• TASK OBJECTIVE: Lay out the rows below as a JSON list of strings, one string per line and no blank lines. Begin at the line that has "Where can the bicycle be", stop after the line that has "point(523, 428)", and include nothing outside that span.

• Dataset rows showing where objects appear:
---
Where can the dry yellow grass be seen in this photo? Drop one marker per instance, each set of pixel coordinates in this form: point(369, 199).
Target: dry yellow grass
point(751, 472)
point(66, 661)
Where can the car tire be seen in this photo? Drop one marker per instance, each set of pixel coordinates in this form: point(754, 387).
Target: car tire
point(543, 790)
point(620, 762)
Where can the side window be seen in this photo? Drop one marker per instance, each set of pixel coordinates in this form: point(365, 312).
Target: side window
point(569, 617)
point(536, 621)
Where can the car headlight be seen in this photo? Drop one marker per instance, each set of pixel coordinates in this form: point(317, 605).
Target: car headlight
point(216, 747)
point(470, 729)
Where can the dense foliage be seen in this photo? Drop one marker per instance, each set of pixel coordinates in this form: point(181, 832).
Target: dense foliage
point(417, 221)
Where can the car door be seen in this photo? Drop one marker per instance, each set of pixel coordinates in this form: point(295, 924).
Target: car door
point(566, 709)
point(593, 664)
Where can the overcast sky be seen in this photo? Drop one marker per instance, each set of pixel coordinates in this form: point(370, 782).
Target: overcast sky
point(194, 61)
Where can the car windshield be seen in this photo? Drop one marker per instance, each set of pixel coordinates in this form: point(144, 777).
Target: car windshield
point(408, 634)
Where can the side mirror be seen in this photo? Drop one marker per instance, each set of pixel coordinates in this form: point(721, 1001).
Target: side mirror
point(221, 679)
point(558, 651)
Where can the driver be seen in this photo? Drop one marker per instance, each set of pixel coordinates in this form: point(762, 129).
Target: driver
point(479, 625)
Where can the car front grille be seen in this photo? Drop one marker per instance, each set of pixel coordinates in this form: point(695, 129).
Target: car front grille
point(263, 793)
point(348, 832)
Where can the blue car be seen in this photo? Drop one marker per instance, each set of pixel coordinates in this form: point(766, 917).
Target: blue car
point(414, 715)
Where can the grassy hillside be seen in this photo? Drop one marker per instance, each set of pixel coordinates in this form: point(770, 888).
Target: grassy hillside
---
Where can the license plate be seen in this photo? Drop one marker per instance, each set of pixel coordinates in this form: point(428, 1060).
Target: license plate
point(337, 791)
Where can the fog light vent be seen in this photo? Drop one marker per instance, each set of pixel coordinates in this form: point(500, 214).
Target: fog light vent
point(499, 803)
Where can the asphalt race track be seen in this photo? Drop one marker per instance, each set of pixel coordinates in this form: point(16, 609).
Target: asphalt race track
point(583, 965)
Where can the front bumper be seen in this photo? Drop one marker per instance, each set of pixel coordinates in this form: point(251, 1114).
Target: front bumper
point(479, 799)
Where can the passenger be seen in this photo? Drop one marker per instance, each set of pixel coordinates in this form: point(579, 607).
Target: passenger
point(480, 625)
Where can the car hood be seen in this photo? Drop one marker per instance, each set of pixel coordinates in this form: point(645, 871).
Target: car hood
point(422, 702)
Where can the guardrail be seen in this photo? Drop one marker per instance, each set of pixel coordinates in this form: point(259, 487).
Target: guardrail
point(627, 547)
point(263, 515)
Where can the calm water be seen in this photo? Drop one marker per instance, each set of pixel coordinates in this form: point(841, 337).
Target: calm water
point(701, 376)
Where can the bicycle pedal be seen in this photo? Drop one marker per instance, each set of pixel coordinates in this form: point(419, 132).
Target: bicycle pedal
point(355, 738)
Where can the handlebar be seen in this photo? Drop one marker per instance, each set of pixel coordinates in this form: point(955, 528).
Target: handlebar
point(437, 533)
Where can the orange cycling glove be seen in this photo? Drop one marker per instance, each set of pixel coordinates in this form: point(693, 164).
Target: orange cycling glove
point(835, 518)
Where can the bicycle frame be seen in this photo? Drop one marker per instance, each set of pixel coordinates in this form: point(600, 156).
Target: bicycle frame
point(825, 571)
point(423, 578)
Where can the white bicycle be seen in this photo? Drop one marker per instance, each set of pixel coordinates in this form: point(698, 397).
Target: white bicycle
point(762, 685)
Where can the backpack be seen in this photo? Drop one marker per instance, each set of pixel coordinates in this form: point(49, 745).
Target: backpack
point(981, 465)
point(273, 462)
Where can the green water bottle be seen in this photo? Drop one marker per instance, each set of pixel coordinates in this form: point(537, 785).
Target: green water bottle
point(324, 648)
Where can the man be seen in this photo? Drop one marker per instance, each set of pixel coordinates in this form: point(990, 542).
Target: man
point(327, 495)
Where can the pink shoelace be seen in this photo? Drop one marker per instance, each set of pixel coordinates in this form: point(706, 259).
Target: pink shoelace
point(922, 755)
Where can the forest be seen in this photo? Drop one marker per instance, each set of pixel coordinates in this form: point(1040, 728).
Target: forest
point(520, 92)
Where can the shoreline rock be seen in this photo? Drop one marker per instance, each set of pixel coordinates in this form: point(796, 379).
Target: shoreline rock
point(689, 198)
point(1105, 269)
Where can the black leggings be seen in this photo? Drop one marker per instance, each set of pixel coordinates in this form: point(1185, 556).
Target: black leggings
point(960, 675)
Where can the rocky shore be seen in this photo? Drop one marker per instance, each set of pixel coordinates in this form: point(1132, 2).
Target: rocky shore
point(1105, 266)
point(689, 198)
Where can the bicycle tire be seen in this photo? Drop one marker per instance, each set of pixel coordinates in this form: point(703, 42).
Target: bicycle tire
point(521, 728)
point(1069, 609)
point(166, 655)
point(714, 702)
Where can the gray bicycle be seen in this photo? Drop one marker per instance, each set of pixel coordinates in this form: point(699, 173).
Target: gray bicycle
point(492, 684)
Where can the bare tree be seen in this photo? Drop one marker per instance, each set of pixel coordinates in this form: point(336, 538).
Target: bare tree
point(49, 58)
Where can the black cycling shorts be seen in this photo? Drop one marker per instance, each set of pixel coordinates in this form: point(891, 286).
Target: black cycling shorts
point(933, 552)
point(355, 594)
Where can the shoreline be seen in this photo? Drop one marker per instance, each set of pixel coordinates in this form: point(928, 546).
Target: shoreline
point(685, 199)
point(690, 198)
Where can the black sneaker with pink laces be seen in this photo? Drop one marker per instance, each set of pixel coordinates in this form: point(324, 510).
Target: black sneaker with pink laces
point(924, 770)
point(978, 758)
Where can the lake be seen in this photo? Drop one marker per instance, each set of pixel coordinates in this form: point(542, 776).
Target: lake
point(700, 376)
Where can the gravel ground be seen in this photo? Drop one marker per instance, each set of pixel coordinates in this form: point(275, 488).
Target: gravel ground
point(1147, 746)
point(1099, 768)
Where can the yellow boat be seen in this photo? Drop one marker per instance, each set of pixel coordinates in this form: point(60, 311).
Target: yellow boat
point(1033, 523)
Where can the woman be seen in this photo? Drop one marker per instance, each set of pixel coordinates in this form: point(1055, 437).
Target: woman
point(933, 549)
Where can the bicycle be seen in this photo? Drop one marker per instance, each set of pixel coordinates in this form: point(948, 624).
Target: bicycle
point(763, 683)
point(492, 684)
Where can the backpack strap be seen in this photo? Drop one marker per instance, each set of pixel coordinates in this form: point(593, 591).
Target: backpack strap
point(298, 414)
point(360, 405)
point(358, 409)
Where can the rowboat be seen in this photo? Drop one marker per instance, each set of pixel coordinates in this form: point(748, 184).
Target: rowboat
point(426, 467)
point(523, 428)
---
• WRITTEN SOLUTION:
[
  "Where can the bicycle be seen in this photo? Drop one marker per instance, each set of pixel coordinates in this form: point(948, 624).",
  "Target: bicycle",
  "point(763, 683)",
  "point(492, 684)",
  "Where can the backpack strap be seen in this photo? Drop one marker per instance, each set of pixel coordinates in this form: point(593, 591).",
  "Target: backpack strap",
  "point(298, 414)",
  "point(360, 405)",
  "point(358, 409)",
  "Where can the rowboat be seen in this photo? Drop one marker per instance, each set of pixel coordinates in this form: point(748, 184).",
  "Target: rowboat",
  "point(426, 467)",
  "point(523, 428)"
]